GOAL 1:
Decide whether each statement below agrees with the email thread about SDK header handling, answering yes or no and quoting the deciding words of the thread. (a) In 0.99.0 the SDK passes through only the headers it considers valid. (b) The header required by Rax is already covered by a functional test run in Rax. (c) Arbitrary parameters in Swift should carry an X-Container-Meta- or X-Object-Meta- prefix.

PROVIDED PASSAGE:
=-=-=-=-=

Hey Clark, Pls find comments below. I need to justify the product that I maintain, but I perfectly understand you.
On 2. Jun 2022, at 18:22, Clark Boylan <cboylan@sapwetik.org> wrote:
On Thu, Jun 2, 2022, at 3:44 AM, Artem Goncharov wrote:
Hey,
https://review.opendev.org/c/openstack/openstacksdk/+/844414 <https://review.opendev.org/c/openstack/openstacksdk/+/844414> should address the issue. For R1 of SDK we want to ensure all interfaces of SDK use same code branch and not 3 different like it was before. So with the latest changes we now rely here on the regular mechanism that actually watches how to handle each known parameter. All of the arbitrary parameters in Swift are managed as container/object metadata and should get X-Container-Meta- or X-Object-Meta- prefixes in order to be considered and returned back by manila Swift. This is sadly not the case for Rax as you rightfully mention.
Note that the docs [3] still say that headers are passed through, which isn't quite the case in 0.99.0. Filtered headers for what the SDK thinks are valid are passed through. This change should probably update the docs too.
Partially yes, partially no. Documentation says it will pass them and the SW does that. It passes, however, only what it know would be accepted. I see the point here and will try to address this, but the issue is that we have generally a mixture of header and metadata props (which are implemented as headers). I will try to reimplement current handling to be able to guess better what user means.
So for now I have added header required by Rax into “known” exceptions and added explicit unit test for that. Would be cool to find way how I could test that really in Rax to ensure particular Zuul use case will work.
Probably the simplest thing is to have a test that checks the right headers are sent. Then if/when clouds change behavior we can update the tests to follow.
This is how I implemented that, but it is only a unit test. And here I was rather wondering if there would be possibility to have func test for that to save all of us from another analysis sessions on what the heck is going on right now. Point is that we only know that cloud changed behaviour by noticing Zuul fails now (in similar case to the current issue).

=-=-=-=-=

SUPPLIED RECORDS:
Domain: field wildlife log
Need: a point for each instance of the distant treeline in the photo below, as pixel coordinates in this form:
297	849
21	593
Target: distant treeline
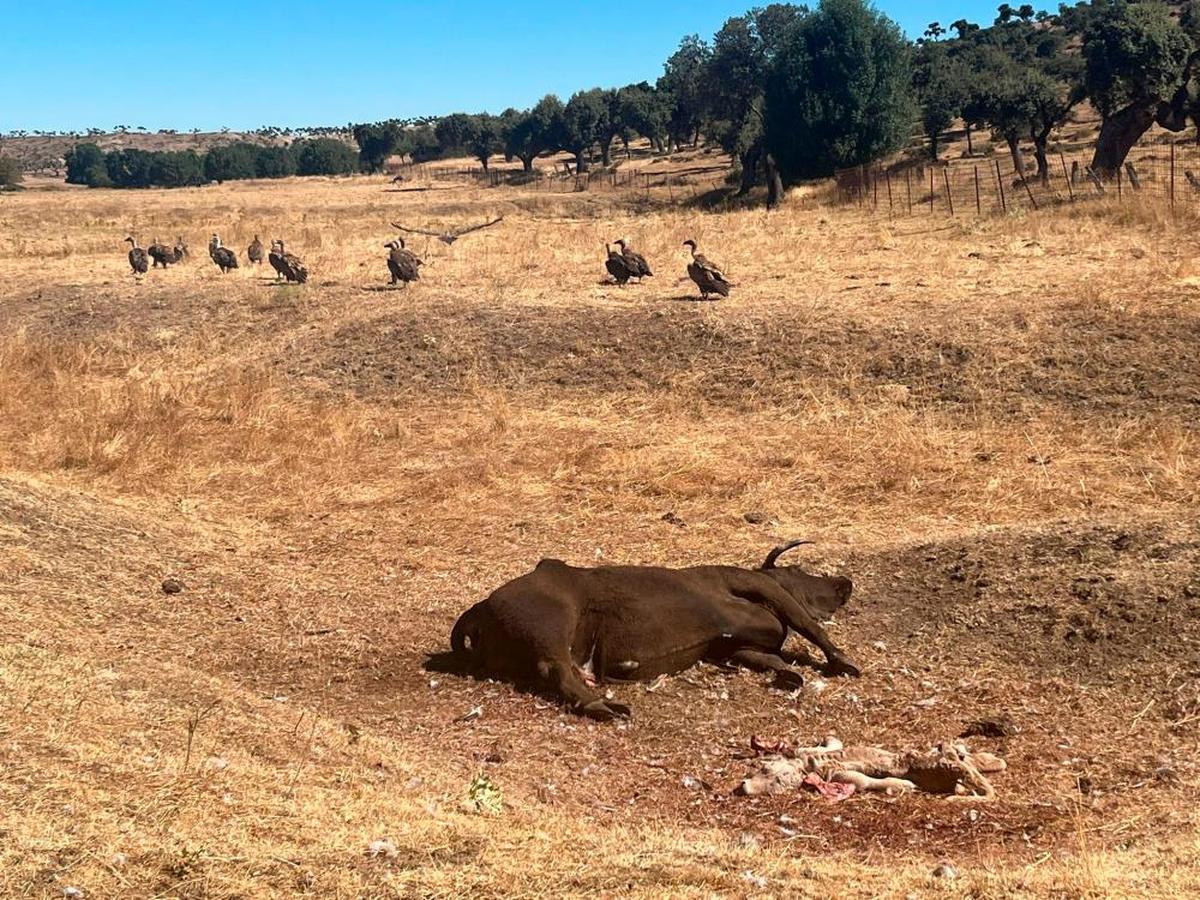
793	91
88	165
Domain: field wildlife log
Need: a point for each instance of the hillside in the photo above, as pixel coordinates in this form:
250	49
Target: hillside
989	425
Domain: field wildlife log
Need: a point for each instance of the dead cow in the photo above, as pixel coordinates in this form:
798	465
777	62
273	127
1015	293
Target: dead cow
567	627
952	771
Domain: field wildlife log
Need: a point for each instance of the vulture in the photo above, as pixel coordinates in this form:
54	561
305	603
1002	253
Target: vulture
402	263
165	256
635	262
618	267
138	258
223	257
286	264
707	276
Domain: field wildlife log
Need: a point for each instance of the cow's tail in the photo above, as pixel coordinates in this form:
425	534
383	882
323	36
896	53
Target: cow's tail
466	629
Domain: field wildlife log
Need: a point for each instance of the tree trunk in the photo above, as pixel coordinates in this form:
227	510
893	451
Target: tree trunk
1014	148
1119	135
774	184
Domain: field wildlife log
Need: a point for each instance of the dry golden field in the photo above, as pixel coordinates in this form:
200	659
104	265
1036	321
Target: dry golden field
990	426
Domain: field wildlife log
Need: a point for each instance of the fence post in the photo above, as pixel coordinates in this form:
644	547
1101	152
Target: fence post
1071	190
1173	177
1029	190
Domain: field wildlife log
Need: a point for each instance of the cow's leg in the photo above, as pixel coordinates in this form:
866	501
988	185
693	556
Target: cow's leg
565	679
762	661
792	613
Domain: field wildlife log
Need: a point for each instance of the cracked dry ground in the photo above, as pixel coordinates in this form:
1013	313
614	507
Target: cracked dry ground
999	453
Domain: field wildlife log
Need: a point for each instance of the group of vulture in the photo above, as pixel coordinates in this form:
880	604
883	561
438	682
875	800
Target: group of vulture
402	263
630	264
286	265
405	267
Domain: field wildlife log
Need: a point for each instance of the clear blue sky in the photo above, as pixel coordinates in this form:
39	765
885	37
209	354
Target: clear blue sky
75	64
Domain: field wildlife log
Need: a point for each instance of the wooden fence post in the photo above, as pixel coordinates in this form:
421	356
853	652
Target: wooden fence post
1066	177
1173	177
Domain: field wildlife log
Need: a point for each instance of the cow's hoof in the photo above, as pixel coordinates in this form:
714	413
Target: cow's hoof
605	709
789	681
843	666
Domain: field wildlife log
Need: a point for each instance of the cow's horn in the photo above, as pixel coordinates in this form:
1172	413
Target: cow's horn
769	563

=-=-=-=-=

GOAL 2:
Extract every line of the records above that contains the word "blue", treating case as significant.

RESULT 1:
(a) Yes: "Filtered headers for what the SDK thinks are valid are passed through."
(b) No: "This is how I implemented that, but it is only a unit test."
(c) Yes: "All of the arbitrary parameters in Swift are managed as container/object metadata and should get X-Container-Meta- or X-Object-Meta- prefixes"

RESULT 2:
Need: a point for each instance of the clear blue sky in the photo above, as pixel coordinates in this form:
Target: clear blue sky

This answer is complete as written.